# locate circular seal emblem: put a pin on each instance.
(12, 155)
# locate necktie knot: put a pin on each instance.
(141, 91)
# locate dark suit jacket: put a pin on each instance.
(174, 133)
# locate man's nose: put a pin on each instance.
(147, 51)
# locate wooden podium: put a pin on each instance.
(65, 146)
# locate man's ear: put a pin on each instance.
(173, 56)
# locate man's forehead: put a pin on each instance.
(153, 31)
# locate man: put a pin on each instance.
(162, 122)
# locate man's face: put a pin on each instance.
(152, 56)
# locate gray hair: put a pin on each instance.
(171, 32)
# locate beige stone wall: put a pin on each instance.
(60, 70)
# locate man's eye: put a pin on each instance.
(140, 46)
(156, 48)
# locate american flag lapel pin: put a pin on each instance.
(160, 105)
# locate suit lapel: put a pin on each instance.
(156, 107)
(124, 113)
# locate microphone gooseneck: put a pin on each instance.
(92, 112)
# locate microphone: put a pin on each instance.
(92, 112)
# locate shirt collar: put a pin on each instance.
________________
Rewrite all of the lines above, changing "put a pin" to "drop a marker" wherever it appears and keeping everything else the same.

Exercise result:
# locate circular seal emblem: drop a marker on each instance.
(12, 155)
# locate necktie knot: drop a marker on each instance.
(141, 91)
# locate dark suit jacket: drop a marker on each instance.
(174, 133)
# locate man's nose: drop a marker on each instance.
(147, 51)
# locate wooden podium: drop a marker on each instance.
(65, 146)
# locate man's ear: drop a marker on each instance.
(173, 56)
# locate man's forehead: drop a marker on each instance.
(153, 31)
# locate man: drop a marker on each instance.
(162, 122)
# locate man's face: drop a marker on each instance.
(152, 56)
# locate gray hair: drop a marker on each instance.
(171, 32)
# locate beige stone wall: drop a marker on each instance.
(60, 70)
# locate man's eye: drop a marker on each instance.
(140, 46)
(156, 48)
# locate american flag lapel pin: drop a marker on each instance.
(160, 105)
# locate suit lapel: drop a marker on each instance.
(156, 107)
(124, 113)
# locate microphone gooseneck: drop a marker on each instance.
(92, 112)
# locate microphone: drop a marker on each instance.
(92, 112)
# locate shirt collar: drop a marker on each instance.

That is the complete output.